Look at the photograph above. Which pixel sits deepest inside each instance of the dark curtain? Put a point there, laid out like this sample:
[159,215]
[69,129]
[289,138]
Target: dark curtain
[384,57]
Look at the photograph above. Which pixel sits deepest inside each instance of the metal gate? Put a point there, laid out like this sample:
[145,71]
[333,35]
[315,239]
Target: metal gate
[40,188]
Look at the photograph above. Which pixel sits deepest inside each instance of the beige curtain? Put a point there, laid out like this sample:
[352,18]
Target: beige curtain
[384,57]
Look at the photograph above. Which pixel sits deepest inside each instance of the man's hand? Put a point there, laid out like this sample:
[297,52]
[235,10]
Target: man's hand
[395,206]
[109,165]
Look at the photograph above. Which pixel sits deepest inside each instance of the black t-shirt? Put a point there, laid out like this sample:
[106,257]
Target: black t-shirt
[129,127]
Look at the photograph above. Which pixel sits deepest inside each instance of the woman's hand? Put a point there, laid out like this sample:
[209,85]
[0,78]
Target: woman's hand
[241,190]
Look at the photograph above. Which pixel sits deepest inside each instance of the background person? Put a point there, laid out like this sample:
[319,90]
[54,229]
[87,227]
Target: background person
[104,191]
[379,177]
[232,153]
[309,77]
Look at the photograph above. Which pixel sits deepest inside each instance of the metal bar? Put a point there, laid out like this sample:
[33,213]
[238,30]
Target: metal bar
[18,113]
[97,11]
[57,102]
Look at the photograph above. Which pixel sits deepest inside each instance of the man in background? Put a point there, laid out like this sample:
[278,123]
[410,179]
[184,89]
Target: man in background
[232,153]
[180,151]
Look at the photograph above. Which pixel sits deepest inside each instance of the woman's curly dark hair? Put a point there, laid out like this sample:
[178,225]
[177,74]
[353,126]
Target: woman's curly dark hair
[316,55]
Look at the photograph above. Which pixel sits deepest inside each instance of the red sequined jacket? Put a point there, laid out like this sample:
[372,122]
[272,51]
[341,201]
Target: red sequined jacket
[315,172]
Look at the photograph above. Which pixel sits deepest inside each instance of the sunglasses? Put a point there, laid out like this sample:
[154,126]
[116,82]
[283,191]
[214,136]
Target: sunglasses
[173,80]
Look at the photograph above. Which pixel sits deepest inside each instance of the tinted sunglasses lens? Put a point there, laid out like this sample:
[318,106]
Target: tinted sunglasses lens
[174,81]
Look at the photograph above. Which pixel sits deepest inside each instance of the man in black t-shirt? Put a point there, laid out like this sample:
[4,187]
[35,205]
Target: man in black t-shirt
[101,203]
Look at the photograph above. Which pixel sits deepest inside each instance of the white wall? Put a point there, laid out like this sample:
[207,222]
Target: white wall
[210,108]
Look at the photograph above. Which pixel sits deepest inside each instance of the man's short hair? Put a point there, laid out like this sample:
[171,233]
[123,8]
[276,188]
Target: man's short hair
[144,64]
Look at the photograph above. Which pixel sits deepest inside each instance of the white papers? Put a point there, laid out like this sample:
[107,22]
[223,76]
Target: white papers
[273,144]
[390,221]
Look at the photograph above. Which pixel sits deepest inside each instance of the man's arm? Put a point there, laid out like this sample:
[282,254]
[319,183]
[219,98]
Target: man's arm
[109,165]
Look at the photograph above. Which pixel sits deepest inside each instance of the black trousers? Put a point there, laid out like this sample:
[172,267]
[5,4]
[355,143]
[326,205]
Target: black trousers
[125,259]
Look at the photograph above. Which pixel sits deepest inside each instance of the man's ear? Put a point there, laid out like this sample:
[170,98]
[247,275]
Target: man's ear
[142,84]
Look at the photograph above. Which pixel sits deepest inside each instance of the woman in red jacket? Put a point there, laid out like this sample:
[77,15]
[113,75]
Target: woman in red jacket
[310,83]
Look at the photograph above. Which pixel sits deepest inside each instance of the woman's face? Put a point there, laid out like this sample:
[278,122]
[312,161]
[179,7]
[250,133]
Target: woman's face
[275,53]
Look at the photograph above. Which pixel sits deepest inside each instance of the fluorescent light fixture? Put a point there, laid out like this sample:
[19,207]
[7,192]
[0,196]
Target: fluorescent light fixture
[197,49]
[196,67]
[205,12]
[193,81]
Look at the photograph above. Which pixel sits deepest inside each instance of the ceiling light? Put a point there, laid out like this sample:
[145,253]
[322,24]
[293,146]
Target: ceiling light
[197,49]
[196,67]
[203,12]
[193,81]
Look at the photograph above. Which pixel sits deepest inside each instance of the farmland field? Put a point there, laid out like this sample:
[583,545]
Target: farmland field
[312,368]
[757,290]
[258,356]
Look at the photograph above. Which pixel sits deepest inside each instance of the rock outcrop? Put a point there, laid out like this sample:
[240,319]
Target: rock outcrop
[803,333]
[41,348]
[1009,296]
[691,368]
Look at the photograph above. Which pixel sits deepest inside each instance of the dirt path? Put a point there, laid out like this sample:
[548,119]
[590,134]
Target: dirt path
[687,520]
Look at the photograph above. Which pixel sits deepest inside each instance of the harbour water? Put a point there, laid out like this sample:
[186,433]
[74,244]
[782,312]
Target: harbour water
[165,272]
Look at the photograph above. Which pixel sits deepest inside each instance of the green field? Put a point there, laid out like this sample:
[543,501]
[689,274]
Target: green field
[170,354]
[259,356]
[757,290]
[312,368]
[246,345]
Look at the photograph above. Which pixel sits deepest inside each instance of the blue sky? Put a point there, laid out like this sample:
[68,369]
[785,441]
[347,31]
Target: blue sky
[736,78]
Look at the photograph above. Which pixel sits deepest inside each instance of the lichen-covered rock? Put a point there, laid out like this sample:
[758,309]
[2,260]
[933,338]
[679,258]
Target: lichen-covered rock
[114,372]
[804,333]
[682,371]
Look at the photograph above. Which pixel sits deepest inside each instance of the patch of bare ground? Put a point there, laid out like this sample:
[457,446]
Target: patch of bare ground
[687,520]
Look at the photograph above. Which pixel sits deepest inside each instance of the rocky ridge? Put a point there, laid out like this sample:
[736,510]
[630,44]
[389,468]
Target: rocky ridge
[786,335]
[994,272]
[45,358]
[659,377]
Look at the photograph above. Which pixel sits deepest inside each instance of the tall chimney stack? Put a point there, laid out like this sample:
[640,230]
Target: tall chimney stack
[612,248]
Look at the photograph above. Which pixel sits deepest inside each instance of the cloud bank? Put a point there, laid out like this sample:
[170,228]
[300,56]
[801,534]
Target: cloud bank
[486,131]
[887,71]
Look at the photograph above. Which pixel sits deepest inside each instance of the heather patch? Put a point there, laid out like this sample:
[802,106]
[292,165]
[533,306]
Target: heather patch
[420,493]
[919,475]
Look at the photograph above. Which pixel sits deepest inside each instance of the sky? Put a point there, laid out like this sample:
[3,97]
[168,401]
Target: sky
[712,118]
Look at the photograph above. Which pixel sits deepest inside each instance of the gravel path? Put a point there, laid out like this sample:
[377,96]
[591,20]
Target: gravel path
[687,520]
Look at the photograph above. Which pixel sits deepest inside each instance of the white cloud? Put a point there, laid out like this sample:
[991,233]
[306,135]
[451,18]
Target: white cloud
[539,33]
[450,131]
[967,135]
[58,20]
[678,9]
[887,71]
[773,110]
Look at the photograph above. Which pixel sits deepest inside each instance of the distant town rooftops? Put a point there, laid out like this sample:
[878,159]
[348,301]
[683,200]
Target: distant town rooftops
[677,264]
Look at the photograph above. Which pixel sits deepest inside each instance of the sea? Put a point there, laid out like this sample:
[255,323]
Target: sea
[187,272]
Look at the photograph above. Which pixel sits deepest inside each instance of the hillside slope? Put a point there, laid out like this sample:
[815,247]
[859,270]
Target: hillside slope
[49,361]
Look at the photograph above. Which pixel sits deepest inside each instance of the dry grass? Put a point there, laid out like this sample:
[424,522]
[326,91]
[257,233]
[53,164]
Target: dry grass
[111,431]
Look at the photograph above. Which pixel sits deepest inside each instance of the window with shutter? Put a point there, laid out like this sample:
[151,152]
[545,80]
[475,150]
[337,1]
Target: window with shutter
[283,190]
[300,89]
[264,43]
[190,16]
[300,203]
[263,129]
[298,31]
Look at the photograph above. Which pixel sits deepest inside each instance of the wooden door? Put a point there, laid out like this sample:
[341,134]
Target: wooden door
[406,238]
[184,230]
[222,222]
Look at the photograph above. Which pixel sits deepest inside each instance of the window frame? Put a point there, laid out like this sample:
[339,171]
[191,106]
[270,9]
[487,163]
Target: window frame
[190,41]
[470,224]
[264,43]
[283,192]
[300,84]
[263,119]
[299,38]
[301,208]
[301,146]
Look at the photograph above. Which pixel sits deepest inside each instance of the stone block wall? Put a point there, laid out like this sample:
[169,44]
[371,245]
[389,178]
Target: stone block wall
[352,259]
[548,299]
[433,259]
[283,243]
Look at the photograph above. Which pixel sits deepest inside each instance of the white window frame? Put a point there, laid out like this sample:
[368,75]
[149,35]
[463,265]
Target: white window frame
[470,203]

=====

Quote verbatim the line containing "of the wooden" and every line after it through the end of the records above.

Look at the photograph above. Which pixel sits deepest inside each instance of the wooden door? Put a point there, laid out like this sample:
[341,134]
Target: wooden door
[406,238]
[184,230]
[222,222]
Look at the photograph above. Which pixel sits deepest inside each instance of the window frame? Put a point there, laid out like this sample:
[339,171]
[191,106]
[270,9]
[487,163]
Target: window frame
[190,41]
[470,224]
[264,43]
[283,192]
[300,84]
[263,119]
[299,38]
[301,208]
[301,146]
Look at the photograph above. Which pixel sits deepest inside each instance of the stone block wall? Put a point there, laid out like this sample:
[169,44]
[371,245]
[389,178]
Target: stone block wall
[352,259]
[548,299]
[433,259]
[283,243]
Look at the photograph above. Which pixel sits deepest inside each instance of the white window frame? Put a point there, laid out like this sample:
[368,75]
[149,35]
[463,265]
Target: white window frame
[470,203]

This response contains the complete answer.